■ TASK REQUIREMENTS: Reproduce all of the material below with every instance of "mask" changed to "region" and nothing else altered, omitting the pictures.

■ RECORDS TO PROCESS:

========================================

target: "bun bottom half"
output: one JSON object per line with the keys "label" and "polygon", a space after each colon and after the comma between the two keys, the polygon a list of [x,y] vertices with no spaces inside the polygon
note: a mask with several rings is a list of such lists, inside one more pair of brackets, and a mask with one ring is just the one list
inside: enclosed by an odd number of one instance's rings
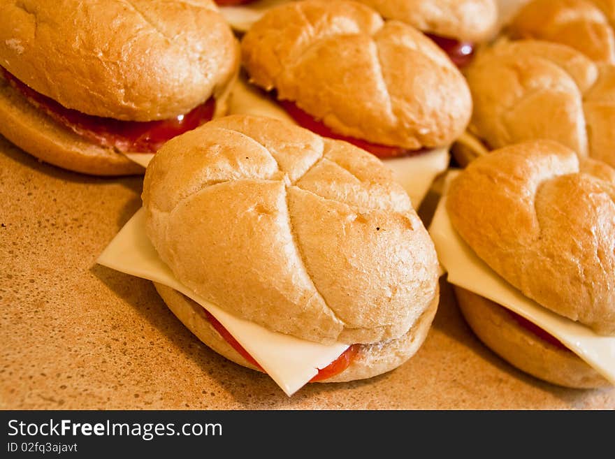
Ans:
{"label": "bun bottom half", "polygon": [[[234,78],[229,85],[230,88]],[[214,117],[226,112],[229,91],[216,99]],[[143,175],[145,169],[112,148],[90,143],[31,105],[0,76],[0,134],[39,160],[99,176]]]}
{"label": "bun bottom half", "polygon": [[461,287],[453,288],[461,314],[476,336],[514,367],[564,387],[612,386],[574,353],[558,348],[519,325],[503,306]]}
{"label": "bun bottom half", "polygon": [[[176,290],[154,282],[169,309],[203,343],[238,365],[260,371],[223,338],[207,320],[203,307]],[[347,382],[371,378],[394,370],[412,357],[427,337],[437,310],[439,291],[429,307],[410,330],[394,340],[361,344],[349,366],[333,377],[317,382]]]}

========================================

■ TASK OUTPUT:
target: "bun bottom half"
output: one JSON object per line with the keys "label" and "polygon", a space after each colon and after the comma between the two keys, the polygon a list of [x,y] vertices with no spaces inside the polygon
note: a region with several rings is a list of such lists, inside one more pair of brackets, and a region with one ring is just the one list
inside: enclosed by an odd number of one instance's rings
Ans:
{"label": "bun bottom half", "polygon": [[[234,78],[229,85],[230,88]],[[214,117],[226,112],[229,91],[216,99]],[[143,175],[145,169],[112,148],[90,143],[31,105],[0,76],[0,134],[39,160],[99,176]]]}
{"label": "bun bottom half", "polygon": [[461,287],[453,288],[461,314],[476,336],[514,367],[564,387],[612,386],[574,353],[558,348],[519,325],[503,306]]}
{"label": "bun bottom half", "polygon": [[[176,290],[154,282],[169,309],[203,343],[238,365],[260,371],[223,338],[207,320],[203,307]],[[347,382],[371,378],[394,370],[412,357],[427,337],[437,310],[439,291],[429,307],[410,330],[394,340],[361,344],[349,366],[333,377],[317,382]]]}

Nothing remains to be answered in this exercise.